Text segment:
--- START ---
So, Dusty’s parents, his aunt and uncle, and of course Dusty, Howard and the lovely Holly and I, drank, danced, and got silly for the sake of my birthday.  The live band played Happy Birthday for me.  Several shots were sent over to me by various patrons and I proceeded to let my hair down and get loose.  I haven’t done that in a long time.

Damn, it felt good.

At one point, Howard, Dusty, Holly, Judy, and I were dancing in a circle with our arms around each other and we took turns dancing in the middle.  It was uninhibited joy and bliss and I couldn’t have had better dance partners.

Yesterday, my actual birthday, I miraculously woke up sans hangover, which HI GOD, THANK YOU FOR SPARING ME and I attended a birthday party of a very special little girl who was born on my birthday one year ago.  She indulged me with a gummy grin and slobbery baby kisses and I promptly melted all over their hardwood floors.
--- END ---
Required task A: List every person the birthday text mentions by name.
Required task B: Rewrite the birthday text from "So, Dusty’s parents, his" up to and including "better dance partners.", swapping "lovely" for "wonderful".

Entries shown:
--- START ---
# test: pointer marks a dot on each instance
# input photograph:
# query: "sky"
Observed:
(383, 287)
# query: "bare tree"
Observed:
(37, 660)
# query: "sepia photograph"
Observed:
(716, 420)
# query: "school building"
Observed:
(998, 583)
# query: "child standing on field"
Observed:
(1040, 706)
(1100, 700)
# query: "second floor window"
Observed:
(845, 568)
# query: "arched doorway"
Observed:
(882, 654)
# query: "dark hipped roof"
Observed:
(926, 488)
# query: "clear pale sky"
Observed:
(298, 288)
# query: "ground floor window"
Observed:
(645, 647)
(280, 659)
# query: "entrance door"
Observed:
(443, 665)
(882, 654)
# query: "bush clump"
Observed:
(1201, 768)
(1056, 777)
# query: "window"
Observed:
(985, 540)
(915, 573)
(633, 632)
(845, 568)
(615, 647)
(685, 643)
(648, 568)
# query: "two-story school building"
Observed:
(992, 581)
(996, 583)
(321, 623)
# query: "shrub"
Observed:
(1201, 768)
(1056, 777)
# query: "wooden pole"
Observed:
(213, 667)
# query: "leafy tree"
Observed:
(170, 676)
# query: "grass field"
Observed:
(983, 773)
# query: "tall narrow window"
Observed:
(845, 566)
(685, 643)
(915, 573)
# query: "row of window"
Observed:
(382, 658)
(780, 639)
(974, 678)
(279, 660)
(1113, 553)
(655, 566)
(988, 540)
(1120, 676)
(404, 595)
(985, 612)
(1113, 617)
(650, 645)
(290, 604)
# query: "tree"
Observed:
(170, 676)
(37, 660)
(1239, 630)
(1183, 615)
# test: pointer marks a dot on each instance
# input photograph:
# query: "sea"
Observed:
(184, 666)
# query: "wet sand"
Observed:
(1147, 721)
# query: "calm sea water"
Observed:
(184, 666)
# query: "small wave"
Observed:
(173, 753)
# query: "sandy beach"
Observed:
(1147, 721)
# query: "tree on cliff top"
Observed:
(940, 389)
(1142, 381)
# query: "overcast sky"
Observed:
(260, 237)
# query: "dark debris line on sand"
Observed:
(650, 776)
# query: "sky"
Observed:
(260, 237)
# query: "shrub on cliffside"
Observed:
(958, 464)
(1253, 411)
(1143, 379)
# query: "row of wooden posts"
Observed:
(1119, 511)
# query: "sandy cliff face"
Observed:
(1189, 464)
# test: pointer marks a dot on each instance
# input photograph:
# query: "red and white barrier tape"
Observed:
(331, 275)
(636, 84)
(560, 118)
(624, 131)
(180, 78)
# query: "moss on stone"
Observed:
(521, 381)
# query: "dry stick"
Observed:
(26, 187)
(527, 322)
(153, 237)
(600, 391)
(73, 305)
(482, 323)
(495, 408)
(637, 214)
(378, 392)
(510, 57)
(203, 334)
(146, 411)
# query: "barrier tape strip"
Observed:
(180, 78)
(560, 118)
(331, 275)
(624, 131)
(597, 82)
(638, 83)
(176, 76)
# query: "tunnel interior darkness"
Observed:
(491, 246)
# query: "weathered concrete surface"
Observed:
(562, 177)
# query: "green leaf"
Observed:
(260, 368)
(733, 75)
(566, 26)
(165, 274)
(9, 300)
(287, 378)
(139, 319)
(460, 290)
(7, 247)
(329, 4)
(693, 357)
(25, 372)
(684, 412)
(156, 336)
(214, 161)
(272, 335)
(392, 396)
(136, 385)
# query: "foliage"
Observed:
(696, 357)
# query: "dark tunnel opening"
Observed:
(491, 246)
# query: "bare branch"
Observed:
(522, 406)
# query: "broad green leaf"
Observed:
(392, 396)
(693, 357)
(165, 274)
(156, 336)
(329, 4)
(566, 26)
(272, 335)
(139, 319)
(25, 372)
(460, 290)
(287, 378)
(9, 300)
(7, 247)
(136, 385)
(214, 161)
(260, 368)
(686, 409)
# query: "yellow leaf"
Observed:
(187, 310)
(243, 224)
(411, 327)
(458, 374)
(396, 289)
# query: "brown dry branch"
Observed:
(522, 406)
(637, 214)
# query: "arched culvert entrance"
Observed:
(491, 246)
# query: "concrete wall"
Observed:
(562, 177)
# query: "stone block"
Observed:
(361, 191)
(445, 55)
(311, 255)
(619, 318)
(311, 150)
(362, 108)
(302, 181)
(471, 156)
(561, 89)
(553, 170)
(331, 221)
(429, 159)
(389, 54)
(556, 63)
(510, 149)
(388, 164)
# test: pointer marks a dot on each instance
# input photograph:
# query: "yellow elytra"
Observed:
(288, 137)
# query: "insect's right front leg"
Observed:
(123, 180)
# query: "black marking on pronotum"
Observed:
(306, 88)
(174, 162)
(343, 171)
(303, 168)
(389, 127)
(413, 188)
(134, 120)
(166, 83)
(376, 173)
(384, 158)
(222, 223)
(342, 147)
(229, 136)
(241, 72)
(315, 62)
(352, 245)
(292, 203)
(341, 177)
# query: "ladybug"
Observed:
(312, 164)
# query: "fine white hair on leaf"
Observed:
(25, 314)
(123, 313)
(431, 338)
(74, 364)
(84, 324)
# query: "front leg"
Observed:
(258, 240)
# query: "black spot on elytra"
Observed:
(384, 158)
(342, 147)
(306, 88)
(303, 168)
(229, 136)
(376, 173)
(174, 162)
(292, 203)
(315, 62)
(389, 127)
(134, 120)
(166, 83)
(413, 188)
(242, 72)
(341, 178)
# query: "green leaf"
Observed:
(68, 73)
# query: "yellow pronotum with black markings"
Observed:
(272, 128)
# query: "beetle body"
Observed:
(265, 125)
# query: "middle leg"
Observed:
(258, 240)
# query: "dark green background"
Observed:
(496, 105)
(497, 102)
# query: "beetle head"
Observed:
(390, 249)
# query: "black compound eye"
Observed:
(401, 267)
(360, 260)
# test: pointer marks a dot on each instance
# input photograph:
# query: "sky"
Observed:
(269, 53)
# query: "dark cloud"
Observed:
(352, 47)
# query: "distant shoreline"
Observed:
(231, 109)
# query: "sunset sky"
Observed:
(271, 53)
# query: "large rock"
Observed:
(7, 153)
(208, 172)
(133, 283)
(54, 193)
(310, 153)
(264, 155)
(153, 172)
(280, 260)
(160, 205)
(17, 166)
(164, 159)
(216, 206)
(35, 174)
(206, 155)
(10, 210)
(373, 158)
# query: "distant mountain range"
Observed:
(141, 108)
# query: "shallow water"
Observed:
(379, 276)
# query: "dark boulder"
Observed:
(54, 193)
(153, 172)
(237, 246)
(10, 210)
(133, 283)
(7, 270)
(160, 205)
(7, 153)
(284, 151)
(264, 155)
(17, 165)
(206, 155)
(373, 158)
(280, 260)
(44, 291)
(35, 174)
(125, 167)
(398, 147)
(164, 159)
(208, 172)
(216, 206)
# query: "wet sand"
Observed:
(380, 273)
--- END ---
Final result A: Dusty, Howard, Holly, Judy

Final result B:
So, Dusty’s parents, his aunt and uncle, and of course Dusty, Howard and the wonderful Holly and I, drank, danced, and got silly for the sake of my birthday.  The live band played Happy Birthday for me.  Several shots were sent over to me by various patrons and I proceeded to let my hair down and get loose.  I haven’t done that in a long time.

Damn, it felt good.

At one point, Howard, Dusty, Holly, Judy, and I were dancing in a circle with our arms around each other and we took turns dancing in the middle.  It was uninhibited joy and bliss and I couldn’t have had better dance partners.